---------- Listed records

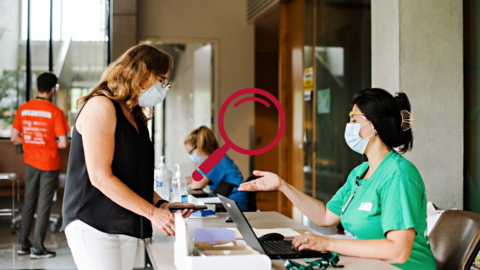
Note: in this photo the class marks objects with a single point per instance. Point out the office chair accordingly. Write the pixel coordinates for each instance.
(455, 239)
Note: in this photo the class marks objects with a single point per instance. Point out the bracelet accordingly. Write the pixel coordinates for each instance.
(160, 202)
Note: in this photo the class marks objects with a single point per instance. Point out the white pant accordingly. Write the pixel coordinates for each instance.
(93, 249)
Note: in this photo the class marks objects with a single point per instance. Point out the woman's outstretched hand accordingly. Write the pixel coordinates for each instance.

--------------------

## Work required
Locate the line that contains "out the bracelet". Repeat it and every line after it, up to and including the final line, exactly.

## Full output
Note: in this photo the class marks objects with a single point per instance. Point out the bracelet accordingly. Write the pixel coordinates for each instance.
(160, 202)
Note: in this photo the class marks objects with a single point per instance. Point out the white pant accordingly. Write the pixel coordinates for each instance.
(93, 249)
Note: in this photo the class marks objects with a single point per instance. Point out the woman's outstretched hand accordingly. Write the pixel coordinates for each instance.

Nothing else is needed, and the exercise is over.